Stated goal » Go through the records underneath and write each one out again exactly.

Data items »
_ _ _

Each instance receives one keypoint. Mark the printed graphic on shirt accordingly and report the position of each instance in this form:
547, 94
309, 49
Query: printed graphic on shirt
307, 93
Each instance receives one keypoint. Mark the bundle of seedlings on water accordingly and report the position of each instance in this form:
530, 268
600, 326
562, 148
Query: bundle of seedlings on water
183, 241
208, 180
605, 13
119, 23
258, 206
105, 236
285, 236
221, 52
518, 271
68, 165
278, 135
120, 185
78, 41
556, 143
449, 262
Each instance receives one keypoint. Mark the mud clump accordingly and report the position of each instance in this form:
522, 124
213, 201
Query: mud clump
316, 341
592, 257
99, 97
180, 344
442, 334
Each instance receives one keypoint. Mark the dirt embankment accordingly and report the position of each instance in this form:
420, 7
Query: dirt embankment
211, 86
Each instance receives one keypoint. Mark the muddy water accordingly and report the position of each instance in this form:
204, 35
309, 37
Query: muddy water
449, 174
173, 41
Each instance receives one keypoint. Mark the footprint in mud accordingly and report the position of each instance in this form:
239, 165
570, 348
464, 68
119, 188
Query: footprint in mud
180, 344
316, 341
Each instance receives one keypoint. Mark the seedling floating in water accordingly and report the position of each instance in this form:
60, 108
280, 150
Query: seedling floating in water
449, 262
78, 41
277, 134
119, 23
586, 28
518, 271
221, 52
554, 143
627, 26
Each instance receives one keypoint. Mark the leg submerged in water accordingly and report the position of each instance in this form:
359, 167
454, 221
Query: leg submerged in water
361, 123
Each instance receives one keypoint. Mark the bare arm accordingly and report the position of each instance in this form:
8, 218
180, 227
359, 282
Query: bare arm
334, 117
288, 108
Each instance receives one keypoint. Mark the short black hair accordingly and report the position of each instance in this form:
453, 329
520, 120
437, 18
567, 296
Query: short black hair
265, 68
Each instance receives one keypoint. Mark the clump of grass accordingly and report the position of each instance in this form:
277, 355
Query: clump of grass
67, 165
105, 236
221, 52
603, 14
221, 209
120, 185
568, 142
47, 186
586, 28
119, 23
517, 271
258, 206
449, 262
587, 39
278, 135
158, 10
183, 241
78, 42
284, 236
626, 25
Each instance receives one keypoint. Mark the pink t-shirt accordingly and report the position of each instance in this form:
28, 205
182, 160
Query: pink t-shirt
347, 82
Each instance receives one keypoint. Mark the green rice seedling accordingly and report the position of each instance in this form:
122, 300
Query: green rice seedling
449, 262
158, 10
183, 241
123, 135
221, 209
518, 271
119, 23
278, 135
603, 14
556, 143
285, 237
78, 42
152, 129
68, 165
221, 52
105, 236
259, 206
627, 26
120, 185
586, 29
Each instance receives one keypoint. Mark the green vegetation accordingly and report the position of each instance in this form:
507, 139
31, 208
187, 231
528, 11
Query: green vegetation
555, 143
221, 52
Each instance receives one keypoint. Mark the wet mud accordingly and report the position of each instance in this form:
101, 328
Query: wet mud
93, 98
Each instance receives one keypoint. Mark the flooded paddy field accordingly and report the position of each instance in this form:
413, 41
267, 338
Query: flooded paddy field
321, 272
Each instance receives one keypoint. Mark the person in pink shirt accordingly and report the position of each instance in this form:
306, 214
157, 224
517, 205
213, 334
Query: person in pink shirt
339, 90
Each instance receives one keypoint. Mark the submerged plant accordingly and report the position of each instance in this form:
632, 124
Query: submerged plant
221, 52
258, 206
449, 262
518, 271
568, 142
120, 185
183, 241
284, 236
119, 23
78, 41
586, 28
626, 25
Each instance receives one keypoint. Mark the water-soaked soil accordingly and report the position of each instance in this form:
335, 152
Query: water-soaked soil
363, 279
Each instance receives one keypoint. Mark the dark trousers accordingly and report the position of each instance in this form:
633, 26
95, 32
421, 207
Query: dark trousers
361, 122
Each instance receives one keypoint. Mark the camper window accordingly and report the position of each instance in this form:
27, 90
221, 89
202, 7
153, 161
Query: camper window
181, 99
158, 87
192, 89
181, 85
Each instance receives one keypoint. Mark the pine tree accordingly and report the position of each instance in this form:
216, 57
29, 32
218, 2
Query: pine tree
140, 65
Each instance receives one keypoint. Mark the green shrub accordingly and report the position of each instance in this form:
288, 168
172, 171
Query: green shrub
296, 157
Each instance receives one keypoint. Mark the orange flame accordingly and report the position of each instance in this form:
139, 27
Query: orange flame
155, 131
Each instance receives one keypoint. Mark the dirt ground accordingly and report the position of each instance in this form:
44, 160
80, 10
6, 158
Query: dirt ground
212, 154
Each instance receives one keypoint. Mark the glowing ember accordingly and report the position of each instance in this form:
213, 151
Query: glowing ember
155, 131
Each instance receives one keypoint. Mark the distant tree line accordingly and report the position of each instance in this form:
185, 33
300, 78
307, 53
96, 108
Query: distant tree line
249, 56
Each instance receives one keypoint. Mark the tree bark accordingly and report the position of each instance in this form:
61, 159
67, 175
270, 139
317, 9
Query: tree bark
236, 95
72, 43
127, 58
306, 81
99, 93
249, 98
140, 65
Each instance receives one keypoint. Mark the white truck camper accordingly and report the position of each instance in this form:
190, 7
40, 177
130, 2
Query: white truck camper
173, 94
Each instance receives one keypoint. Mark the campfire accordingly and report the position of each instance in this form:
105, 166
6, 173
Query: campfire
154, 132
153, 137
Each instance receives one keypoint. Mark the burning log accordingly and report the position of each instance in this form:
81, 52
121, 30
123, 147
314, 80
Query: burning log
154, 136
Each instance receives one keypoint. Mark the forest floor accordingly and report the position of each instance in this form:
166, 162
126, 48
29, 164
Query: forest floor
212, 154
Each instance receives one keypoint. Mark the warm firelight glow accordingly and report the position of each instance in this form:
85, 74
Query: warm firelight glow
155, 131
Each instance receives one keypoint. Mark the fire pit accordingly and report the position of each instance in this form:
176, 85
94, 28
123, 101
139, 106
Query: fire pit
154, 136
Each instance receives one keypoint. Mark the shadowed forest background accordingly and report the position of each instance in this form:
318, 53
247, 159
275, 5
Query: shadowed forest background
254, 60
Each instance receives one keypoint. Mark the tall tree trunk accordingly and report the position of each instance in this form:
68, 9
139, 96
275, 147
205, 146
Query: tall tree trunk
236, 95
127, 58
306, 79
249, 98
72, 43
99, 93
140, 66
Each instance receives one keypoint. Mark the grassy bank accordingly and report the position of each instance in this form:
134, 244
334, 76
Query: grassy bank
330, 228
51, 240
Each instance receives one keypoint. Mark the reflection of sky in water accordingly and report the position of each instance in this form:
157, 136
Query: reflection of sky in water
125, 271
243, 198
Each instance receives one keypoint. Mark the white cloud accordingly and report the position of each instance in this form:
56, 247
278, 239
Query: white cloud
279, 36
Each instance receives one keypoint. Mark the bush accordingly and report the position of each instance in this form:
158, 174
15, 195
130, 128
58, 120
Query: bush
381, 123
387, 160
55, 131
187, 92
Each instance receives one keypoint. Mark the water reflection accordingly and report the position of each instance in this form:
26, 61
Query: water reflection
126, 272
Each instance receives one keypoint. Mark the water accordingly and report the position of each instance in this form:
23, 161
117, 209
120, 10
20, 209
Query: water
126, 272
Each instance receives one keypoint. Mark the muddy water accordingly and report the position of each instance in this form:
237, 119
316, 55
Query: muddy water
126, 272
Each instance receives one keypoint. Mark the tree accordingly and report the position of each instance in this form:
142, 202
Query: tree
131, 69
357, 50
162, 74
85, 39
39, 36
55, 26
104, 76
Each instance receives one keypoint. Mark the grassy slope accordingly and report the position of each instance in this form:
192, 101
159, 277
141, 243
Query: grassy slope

_ _ _

Reply to the task »
Each instance receives one keypoint. Mark the printed graphic on shirt accordingly and report the position of each instance in this form:
547, 94
309, 49
Query: printed graphic on shirt
307, 93
Each instance receives one keypoint. Mark the bundle of seedlings on water accordingly and report the position of each instance in this form:
530, 268
600, 326
562, 148
Query: bundle of seedlings on water
183, 241
208, 180
605, 13
119, 23
258, 206
105, 236
285, 236
221, 52
518, 271
68, 165
278, 135
120, 185
78, 41
556, 143
449, 262
Each instance receives one keypoint. Mark the mud clump accordingly and report the position of each instance in this form:
522, 124
213, 201
Query: mud clump
316, 341
592, 257
99, 97
180, 344
442, 334
Each instance receives one keypoint. Mark the dirt embankment accordingly and report the position of each instance in this form:
420, 7
Query: dirt embankment
211, 86
Each instance receives one keypoint. Mark the muddy water accordingly and report the position of each instance in this form:
204, 35
309, 37
Query: muddy water
449, 174
173, 41
Each instance receives one keypoint. Mark the footprint in mud accordingly and report the position of each instance in this form:
239, 165
570, 348
464, 68
119, 188
Query: footprint in mud
180, 344
316, 341
Each instance receives one keypoint. Mark the seedling floating in water accordingly and report the position of each instance in this form:
60, 108
280, 150
Query: seedling floating in water
449, 262
78, 41
277, 134
119, 23
586, 28
518, 271
221, 52
554, 143
627, 26
Each instance receives one keypoint. Mark the leg submerged in water accordingly and report the position of each instance in this form:
359, 167
454, 221
Query: leg submerged in water
361, 123
Each instance receives one keypoint. Mark the bare arm accordingly and report the position of each instance in this form:
8, 218
180, 227
359, 282
Query: bare arm
334, 117
288, 108
Each instance receives one keypoint. Mark the short black hair accordingly and report the position of each instance in this form:
453, 329
520, 120
437, 18
567, 296
Query: short black hair
265, 68
Each instance receives one keypoint. Mark the clump of grass accordingly and report the position of each instance in this form:
277, 355
Query: clump of grass
67, 165
105, 236
221, 52
603, 14
221, 209
120, 185
568, 142
47, 186
586, 28
119, 23
517, 271
258, 206
449, 262
587, 39
278, 135
158, 10
183, 241
78, 42
284, 236
626, 25
Each instance receives one keypoint. Mark the pink t-shirt accordingly and report the position of each instance in this form:
28, 205
182, 160
Query: pink t-shirt
347, 82
Each instance receives one keypoint. Mark the green rice seedling accordingly and report the position of each instance in this form:
122, 300
Query: green rice seedling
449, 262
158, 10
183, 241
123, 135
221, 209
518, 271
119, 23
278, 135
603, 14
556, 143
285, 237
78, 42
152, 129
68, 165
221, 52
105, 236
259, 206
627, 26
120, 185
586, 29
Each instance receives one keypoint. Mark the green vegetation accordingly and report the position of each instance in this form:
507, 139
31, 208
187, 231
528, 11
Query: green vegetation
555, 143
221, 52
Each instance receives one keypoint. Mark the wet mud accordingly and report the position of each instance in this form:
101, 328
Query: wet mud
93, 98
Each instance receives one keypoint. Mark the flooded paddy field accordingly and report the position of each instance in this form:
413, 41
267, 338
Query: flooded paddy field
321, 272
Each instance receives one keypoint. Mark the person in pink shirt accordingly and report the position of each instance in this form:
306, 214
157, 224
517, 205
213, 334
Query: person in pink shirt
339, 90
Each instance receives one keypoint. Mark the submerged plant accordingly and report the position of each instance in this form:
632, 124
Query: submerged plant
221, 52
258, 206
449, 262
518, 271
568, 142
120, 185
183, 241
284, 236
119, 23
78, 41
586, 28
626, 25
Each instance receives one keypoint. Mark the water-soaked soil accordingly and report the position of each instance in this form:
335, 152
Query: water-soaked soil
363, 279
Each instance receives one keypoint. Mark the dark trousers accordingly and report the position of each instance in this form:
633, 26
95, 32
421, 207
Query: dark trousers
361, 122
Each instance receives one keypoint. Mark the camper window accordingly and report the position of each instance in this form:
27, 90
221, 89
202, 7
153, 161
Query: camper window
181, 99
158, 87
192, 89
181, 85
Each instance receives one keypoint. Mark the pine tree accordingly and report the position of each instance in this form:
216, 57
29, 32
218, 2
Query: pine tree
140, 65
Each instance receives one keypoint. Mark the green shrub accordingly and report the position of each instance in this form:
288, 168
172, 171
Query: green shrub
296, 157
Each instance receives one keypoint. Mark the orange flame accordingly and report the position of each instance in this form:
139, 27
Query: orange flame
155, 131
Each instance receives one keypoint. Mark the dirt ground accordingly and report the position of each instance in this form:
44, 160
80, 10
6, 158
Query: dirt ground
212, 154
Each instance receives one keypoint. Mark the glowing ember accordingly and report the position of each instance in this form:
213, 151
Query: glowing ember
155, 131
Each instance receives one keypoint. Mark the distant tree line accordingly and report the position of each instance in this form:
185, 33
300, 78
307, 53
96, 108
Query: distant tree line
249, 56
Each instance receives one keypoint. Mark the tree bark accordingly and report the position of each instance in this form:
61, 159
67, 175
270, 139
317, 9
Query: tree bark
236, 95
72, 43
127, 58
306, 81
99, 93
249, 98
140, 65
Each instance receives one keypoint. Mark the white truck camper accordingly and report the position of each instance in this form:
190, 7
40, 177
130, 2
Query: white truck camper
173, 94
Each instance receives one keypoint. Mark the campfire accordingly and report the position of each instance in this form:
105, 166
6, 173
Query: campfire
154, 132
153, 137
Each instance receives one keypoint. Mark the burning log accordingly and report the position of each instance in this form:
81, 52
121, 30
123, 147
314, 80
Query: burning log
154, 136
Each instance receives one keypoint. Mark the forest floor accordingly and report the position of each instance in this form:
166, 162
126, 48
29, 164
Query: forest floor
212, 154
Each instance receives one keypoint. Mark the warm firelight glow accordingly and report the position of each instance in this form:
85, 74
Query: warm firelight glow
155, 131
Each instance receives one keypoint. Mark the fire pit accordingly and report the position of each instance in this form:
176, 85
94, 28
123, 101
139, 106
Query: fire pit
154, 136
Each instance receives one keypoint. Mark the shadowed forest background accordingly and report the position of each instance in this form:
318, 53
247, 159
275, 5
Query: shadowed forest background
254, 60
Each instance receives one keypoint. Mark the tall tree trunk accordingly and report the position of each instance in this form:
68, 9
139, 96
275, 147
205, 146
Query: tall tree trunk
236, 95
127, 58
306, 79
249, 98
72, 43
99, 93
140, 66
Each instance receives one keypoint. Mark the grassy bank accordingly and report the position of each instance in this form:
134, 244
334, 76
Query: grassy bank
330, 228
51, 240
Each instance receives one keypoint. Mark the reflection of sky in water accordingly and report the position of each instance in this form:
157, 136
Query: reflection of sky in water
125, 271
243, 198
Each instance receives one keypoint. Mark the white cloud accordingly and report the position of each instance in this form:
56, 247
278, 239
Query: white cloud
279, 36
Each instance receives one keypoint. Mark the bush accordingly and report the position of each instance in this form:
158, 174
15, 195
130, 128
58, 120
Query: bush
381, 123
387, 160
55, 131
187, 92
Each instance receives one keypoint. Mark the water reflection accordingly and report the position of each instance in this form:
26, 61
Query: water reflection
126, 272
Each instance receives one keypoint. Mark the water accordingly and report the position of each instance in this form:
23, 161
117, 209
120, 10
20, 209
Query: water
126, 272
Each instance receives one keypoint. Mark the muddy water accordingly and report the position of each instance in this form:
237, 119
316, 55
Query: muddy water
126, 272
Each instance receives one keypoint. Mark the tree accordingly and report the position of each instance in this form:
142, 202
Query: tree
131, 69
357, 50
162, 74
85, 39
39, 36
55, 26
104, 76
Each instance receives one keypoint. Mark the grassy slope accordingly and report the position of each instance in this form:
192, 101
159, 277
141, 243
Query: grassy slope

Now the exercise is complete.